▶ _Your instructions_
Turn every line of the records below into a numbered list, leaving out any blank lines.
>> Begin Listing
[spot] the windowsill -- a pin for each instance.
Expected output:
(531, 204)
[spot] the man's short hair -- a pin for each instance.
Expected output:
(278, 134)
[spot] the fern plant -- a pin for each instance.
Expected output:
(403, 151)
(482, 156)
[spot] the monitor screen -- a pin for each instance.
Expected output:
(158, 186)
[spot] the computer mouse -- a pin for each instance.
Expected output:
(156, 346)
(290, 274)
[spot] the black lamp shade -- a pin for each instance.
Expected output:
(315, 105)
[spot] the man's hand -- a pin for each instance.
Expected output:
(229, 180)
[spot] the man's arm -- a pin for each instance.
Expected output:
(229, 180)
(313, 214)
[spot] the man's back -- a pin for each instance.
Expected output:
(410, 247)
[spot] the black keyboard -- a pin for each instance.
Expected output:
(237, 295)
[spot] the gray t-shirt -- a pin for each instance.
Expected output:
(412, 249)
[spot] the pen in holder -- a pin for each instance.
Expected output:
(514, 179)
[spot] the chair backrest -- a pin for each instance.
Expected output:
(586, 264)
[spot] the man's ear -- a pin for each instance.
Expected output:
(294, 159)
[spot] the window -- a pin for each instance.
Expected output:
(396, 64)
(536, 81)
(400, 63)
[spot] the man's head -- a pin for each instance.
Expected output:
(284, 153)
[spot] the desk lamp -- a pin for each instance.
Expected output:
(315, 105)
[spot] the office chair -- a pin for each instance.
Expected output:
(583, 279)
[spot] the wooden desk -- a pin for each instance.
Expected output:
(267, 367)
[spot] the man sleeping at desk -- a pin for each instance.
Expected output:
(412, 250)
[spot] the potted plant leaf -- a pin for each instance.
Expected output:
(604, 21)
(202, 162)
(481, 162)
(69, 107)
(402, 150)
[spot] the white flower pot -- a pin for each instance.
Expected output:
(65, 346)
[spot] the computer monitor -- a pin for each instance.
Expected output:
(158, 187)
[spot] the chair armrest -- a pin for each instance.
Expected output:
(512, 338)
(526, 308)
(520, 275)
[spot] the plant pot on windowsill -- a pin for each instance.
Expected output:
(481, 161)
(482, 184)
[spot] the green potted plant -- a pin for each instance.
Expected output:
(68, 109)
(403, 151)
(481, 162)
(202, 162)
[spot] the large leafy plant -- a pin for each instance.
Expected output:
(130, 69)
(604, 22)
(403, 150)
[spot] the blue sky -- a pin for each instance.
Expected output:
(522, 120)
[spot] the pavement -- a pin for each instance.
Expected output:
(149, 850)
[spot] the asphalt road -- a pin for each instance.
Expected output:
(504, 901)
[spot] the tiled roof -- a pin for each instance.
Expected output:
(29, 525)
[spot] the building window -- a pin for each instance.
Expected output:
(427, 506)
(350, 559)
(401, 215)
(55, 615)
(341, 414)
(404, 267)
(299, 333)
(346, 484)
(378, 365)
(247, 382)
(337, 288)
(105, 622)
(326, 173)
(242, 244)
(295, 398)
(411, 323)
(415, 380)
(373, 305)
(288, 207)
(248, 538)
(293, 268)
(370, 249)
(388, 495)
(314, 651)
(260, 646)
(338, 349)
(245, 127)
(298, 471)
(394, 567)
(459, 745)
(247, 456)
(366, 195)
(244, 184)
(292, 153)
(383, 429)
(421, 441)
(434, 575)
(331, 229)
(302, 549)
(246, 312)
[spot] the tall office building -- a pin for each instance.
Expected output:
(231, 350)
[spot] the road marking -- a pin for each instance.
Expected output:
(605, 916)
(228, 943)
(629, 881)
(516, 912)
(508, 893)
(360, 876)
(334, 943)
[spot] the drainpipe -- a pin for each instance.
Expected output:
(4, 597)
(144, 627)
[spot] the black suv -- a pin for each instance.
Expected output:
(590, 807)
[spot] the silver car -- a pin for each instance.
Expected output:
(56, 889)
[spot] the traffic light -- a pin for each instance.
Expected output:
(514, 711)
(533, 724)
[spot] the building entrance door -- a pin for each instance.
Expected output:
>> End Listing
▶ _Solution to the exercise_
1. [spot] the windowsill -- a pin for each instance.
2. Expected output:
3. (531, 204)
4. [spot] the man's short hair -- a pin for each instance.
5. Expected output:
6. (278, 134)
7. [spot] the fern plant -- a pin for each instance.
8. Expected output:
9. (403, 151)
10. (482, 156)
11. [spot] the monitor screen -- a pin for each instance.
12. Expected output:
13. (158, 186)
14. [spot] the computer mouse -- a pin for each instance.
15. Expected output:
16. (156, 346)
17. (290, 274)
18. [spot] the black lamp shade -- a pin for each instance.
19. Expected output:
20. (315, 105)
21. [spot] the man's hand -- a pin for each instance.
22. Expected output:
23. (229, 180)
24. [spot] the man's arm -- a pin for each instance.
25. Expected output:
26. (229, 180)
27. (313, 214)
28. [spot] the man's back -- a pin for each instance.
29. Expected output:
30. (410, 247)
31. [spot] the black keyboard -- a pin for each instance.
32. Expected output:
33. (237, 295)
34. [spot] the gray t-shirt -- a pin for each instance.
35. Expected output:
36. (412, 249)
37. [spot] the pen in holder -- a pin for each instance.
38. Expected output:
39. (514, 179)
40. [spot] the chair backrest -- a pin for each instance.
41. Expected output:
42. (586, 264)
43. [spot] the man's ear -- a pin for each instance.
44. Expected output:
45. (294, 159)
46. [spot] the window -- a pin for each instance.
47. Expected output:
48. (396, 64)
49. (536, 81)
50. (400, 63)
51. [spot] the man's head -- a pin for each instance.
52. Expected output:
53. (284, 153)
54. [spot] the desk lamp -- a pin for each instance.
55. Expected output:
56. (315, 105)
57. [spot] the office chair -- a pin for each instance.
58. Expected output:
59. (583, 279)
60. [spot] the wooden desk -- a pin for each instance.
61. Expected output:
62. (267, 367)
63. [spot] the man sleeping at desk -- a pin for each instance.
64. Expected output:
65. (412, 250)
66. [spot] the potted plant leaf -- a pin for each instance.
67. Expected output:
68. (604, 21)
69. (202, 162)
70. (481, 162)
71. (69, 107)
72. (402, 150)
73. [spot] the white flower pot -- a pin for each instance.
74. Expected output:
75. (65, 346)
76. [spot] the computer monitor -- a pin for each instance.
77. Expected output:
78. (158, 187)
79. [spot] the chair armrest -- a pin for each instance.
80. Expected output:
81. (512, 338)
82. (526, 308)
83. (520, 275)
84. [spot] the plant pot on windowsill -- a pin for each instance.
85. Expected output:
86. (481, 161)
87. (482, 184)
88. [spot] the green potted plant -- a pin for each instance.
89. Expected output:
90. (68, 109)
91. (403, 151)
92. (481, 162)
93. (202, 162)
94. [spot] the large leafy plant -- a pin for each instance.
95. Expected output:
96. (130, 69)
97. (604, 22)
98. (403, 150)
99. [spot] the blue sky -- a pin for each instance.
100. Expected output:
101. (522, 120)
102. [spot] the pavement -- a pin for each instance.
103. Expected output:
104. (149, 850)
105. [spot] the asphalt road -- a pin for each instance.
106. Expected output:
107. (504, 901)
108. [spot] the tiled roof -- a pin for each instance.
109. Expected output:
110. (29, 525)
111. [spot] the building window -- a pin for each instance.
112. Expected output:
113. (427, 506)
114. (350, 559)
115. (401, 215)
116. (55, 615)
117. (341, 414)
118. (404, 267)
119. (299, 333)
120. (346, 484)
121. (378, 365)
122. (247, 382)
123. (337, 288)
124. (105, 622)
125. (326, 173)
126. (242, 244)
127. (295, 398)
128. (411, 323)
129. (415, 380)
130. (373, 305)
131. (288, 207)
132. (248, 538)
133. (293, 268)
134. (370, 249)
135. (388, 495)
136. (314, 651)
137. (260, 646)
138. (338, 349)
139. (245, 127)
140. (298, 471)
141. (394, 567)
142. (459, 745)
143. (247, 456)
144. (366, 195)
145. (244, 184)
146. (292, 153)
147. (383, 429)
148. (421, 441)
149. (434, 575)
150. (331, 229)
151. (302, 549)
152. (246, 312)
153. [spot] the tall office building -- a pin for each instance.
154. Expected output:
155. (231, 350)
156. [spot] the road marking -- a pin for each instance.
157. Expected output:
158. (605, 916)
159. (228, 943)
160. (629, 881)
161. (516, 912)
162. (508, 893)
163. (360, 876)
164. (334, 943)
165. [spot] the drainpipe -- a pin for each instance.
166. Expected output:
167. (4, 597)
168. (144, 627)
169. [spot] the black suv -- a pin for each instance.
170. Expected output:
171. (590, 807)
172. [spot] the silver car -- a pin for each instance.
173. Expected output:
174. (56, 889)
175. [spot] the traffic light -- a pin for each instance.
176. Expected output:
177. (514, 711)
178. (533, 724)
179. [spot] the building entrance door -- a pin for each instance.
180. Expected output:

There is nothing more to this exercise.